Your task is to copy each line of the records that includes the string "overcast".

+ + + + +

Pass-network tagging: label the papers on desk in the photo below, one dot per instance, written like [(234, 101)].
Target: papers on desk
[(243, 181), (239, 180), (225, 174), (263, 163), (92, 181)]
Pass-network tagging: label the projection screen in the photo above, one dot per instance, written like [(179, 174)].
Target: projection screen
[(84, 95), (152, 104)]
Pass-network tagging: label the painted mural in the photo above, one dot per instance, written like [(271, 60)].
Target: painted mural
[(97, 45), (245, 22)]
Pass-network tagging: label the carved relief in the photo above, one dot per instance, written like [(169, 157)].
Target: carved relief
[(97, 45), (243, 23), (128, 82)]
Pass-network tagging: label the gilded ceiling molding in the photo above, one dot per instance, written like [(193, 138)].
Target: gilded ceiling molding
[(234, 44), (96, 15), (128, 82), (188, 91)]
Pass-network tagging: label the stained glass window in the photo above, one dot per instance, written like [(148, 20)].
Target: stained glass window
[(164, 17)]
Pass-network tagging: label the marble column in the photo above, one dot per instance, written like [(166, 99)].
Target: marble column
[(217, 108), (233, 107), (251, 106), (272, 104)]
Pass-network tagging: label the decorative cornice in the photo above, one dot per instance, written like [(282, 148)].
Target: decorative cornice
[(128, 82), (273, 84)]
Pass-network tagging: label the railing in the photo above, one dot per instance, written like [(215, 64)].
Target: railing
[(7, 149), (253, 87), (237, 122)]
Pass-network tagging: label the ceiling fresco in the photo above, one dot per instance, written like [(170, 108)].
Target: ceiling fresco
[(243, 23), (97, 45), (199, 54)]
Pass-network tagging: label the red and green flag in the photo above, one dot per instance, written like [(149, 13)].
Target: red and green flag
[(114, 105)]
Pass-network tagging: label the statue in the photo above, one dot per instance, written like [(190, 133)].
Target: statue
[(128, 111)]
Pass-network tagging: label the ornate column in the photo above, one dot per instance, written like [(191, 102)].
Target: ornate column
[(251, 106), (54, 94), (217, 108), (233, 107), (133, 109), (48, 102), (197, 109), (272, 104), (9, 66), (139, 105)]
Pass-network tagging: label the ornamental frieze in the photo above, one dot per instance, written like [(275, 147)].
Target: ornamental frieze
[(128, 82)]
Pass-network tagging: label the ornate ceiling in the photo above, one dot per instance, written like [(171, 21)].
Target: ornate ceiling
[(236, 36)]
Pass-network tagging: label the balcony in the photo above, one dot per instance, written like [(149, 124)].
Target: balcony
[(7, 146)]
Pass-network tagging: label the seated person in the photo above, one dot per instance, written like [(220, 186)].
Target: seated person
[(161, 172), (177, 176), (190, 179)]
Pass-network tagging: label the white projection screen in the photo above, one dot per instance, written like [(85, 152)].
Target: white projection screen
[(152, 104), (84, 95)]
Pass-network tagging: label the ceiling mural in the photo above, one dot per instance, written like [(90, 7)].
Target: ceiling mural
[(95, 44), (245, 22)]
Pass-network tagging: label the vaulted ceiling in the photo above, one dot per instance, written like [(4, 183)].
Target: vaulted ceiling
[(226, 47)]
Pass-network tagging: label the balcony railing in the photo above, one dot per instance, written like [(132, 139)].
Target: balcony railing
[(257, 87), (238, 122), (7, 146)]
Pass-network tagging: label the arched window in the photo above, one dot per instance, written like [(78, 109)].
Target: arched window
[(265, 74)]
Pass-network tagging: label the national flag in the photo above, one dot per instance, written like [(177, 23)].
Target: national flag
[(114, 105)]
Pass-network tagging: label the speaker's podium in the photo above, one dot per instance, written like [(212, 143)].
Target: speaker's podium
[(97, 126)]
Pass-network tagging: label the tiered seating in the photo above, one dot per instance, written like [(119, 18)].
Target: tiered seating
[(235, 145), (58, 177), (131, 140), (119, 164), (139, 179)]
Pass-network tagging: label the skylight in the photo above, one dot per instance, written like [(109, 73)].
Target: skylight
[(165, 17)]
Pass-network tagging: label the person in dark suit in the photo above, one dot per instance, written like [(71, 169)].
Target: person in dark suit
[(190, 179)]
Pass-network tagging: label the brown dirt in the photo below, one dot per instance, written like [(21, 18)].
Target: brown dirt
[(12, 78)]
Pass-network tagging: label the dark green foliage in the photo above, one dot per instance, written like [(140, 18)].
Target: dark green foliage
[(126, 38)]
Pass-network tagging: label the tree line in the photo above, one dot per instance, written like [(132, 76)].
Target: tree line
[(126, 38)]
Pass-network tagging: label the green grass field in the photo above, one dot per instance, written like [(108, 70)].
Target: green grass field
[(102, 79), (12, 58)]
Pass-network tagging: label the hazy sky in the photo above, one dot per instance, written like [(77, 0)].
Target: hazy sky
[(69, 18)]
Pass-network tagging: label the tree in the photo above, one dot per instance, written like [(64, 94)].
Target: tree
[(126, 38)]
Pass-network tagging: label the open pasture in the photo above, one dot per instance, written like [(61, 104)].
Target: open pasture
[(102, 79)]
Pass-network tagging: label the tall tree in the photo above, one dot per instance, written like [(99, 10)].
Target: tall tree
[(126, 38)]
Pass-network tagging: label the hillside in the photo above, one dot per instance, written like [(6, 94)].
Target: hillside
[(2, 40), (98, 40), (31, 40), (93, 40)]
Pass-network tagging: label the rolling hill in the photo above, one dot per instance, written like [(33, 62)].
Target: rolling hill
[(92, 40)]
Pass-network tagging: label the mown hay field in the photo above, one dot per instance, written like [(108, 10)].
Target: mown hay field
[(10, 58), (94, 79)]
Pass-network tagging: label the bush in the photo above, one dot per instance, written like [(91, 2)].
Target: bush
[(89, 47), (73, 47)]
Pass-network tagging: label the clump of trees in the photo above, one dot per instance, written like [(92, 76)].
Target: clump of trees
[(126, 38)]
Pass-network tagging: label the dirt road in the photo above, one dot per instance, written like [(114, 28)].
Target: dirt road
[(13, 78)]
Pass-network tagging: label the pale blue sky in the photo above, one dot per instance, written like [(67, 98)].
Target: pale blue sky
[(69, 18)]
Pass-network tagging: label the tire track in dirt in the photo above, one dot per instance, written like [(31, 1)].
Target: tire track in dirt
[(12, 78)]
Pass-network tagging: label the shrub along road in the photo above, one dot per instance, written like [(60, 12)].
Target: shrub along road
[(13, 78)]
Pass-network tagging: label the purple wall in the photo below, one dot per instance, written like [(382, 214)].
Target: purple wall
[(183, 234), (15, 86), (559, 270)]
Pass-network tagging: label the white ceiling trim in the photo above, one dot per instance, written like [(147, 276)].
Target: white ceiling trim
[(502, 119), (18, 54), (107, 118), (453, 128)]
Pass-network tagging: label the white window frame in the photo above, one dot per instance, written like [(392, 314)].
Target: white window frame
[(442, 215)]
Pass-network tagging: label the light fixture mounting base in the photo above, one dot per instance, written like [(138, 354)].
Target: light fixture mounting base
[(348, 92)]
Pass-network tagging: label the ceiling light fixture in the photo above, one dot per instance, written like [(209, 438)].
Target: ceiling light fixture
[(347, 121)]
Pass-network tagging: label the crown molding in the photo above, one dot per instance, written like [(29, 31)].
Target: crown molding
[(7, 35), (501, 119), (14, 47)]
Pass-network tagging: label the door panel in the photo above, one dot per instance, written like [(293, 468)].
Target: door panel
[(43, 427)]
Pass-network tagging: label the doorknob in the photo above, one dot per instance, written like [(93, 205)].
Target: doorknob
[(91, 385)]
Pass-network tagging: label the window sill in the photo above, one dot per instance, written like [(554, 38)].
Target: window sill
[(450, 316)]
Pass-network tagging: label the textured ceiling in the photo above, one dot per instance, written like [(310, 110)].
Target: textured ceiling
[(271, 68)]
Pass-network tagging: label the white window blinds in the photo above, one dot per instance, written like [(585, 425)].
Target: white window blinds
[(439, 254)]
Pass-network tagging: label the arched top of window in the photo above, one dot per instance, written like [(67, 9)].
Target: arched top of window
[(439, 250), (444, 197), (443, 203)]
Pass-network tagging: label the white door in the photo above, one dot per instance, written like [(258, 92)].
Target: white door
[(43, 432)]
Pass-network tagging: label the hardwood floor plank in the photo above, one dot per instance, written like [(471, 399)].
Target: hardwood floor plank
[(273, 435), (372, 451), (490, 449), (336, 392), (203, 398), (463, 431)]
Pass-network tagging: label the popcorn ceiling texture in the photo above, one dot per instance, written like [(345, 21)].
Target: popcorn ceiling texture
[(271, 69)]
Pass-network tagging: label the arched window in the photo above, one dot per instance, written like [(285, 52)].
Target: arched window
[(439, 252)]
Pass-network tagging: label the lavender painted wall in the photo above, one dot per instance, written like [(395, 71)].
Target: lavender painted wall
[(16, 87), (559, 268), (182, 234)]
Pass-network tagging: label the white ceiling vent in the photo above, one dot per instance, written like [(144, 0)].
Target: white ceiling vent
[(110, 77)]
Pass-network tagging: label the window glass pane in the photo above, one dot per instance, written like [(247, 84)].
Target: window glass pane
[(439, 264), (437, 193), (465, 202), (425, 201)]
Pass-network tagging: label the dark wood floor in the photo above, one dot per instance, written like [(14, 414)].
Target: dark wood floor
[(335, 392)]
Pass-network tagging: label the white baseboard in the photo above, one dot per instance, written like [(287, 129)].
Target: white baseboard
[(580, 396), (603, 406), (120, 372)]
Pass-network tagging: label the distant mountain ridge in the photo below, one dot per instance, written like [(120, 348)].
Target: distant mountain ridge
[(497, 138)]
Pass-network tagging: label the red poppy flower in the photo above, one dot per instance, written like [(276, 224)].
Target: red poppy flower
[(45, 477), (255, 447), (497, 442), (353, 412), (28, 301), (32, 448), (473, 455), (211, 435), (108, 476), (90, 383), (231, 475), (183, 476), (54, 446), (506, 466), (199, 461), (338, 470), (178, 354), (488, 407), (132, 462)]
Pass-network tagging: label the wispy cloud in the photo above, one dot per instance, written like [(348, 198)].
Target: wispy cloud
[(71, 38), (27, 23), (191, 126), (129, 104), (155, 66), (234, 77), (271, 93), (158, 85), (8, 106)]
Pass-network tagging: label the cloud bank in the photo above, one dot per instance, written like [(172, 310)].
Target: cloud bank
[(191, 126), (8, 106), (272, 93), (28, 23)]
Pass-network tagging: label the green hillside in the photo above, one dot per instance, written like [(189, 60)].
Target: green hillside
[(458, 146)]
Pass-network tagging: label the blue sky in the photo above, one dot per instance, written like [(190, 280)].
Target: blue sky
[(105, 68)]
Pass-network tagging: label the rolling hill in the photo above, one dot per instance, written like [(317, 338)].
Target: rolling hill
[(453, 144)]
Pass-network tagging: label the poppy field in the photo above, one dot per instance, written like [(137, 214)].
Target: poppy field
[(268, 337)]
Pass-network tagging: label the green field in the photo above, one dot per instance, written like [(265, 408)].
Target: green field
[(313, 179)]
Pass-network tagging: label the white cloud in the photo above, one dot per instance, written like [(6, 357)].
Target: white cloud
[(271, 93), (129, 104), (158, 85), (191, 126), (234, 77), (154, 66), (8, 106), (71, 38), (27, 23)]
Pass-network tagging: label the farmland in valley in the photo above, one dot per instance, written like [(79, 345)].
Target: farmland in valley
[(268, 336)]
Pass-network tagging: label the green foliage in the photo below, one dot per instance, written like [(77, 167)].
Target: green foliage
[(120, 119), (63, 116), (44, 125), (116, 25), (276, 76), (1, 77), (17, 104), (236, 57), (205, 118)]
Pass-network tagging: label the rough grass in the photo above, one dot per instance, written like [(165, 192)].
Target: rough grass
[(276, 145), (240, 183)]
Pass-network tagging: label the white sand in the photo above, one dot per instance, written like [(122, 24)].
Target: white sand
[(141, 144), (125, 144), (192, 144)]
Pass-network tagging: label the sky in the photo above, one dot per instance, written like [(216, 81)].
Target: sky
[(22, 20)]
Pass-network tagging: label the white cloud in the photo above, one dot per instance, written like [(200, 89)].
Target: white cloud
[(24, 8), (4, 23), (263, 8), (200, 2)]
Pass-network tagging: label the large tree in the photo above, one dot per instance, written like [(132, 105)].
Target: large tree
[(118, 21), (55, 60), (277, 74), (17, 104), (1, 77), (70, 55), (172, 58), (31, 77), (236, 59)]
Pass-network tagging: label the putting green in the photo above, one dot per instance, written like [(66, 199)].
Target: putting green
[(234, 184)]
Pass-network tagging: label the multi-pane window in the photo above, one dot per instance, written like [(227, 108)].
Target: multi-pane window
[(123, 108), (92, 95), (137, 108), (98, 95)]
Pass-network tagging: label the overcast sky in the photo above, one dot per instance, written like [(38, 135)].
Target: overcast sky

+ + + + +

▸ **THE COMPLETED TASK**
Pass-network tagging: label the overcast sky in the photo above, one dot per instance, written like [(38, 135)].
Target: overcast sky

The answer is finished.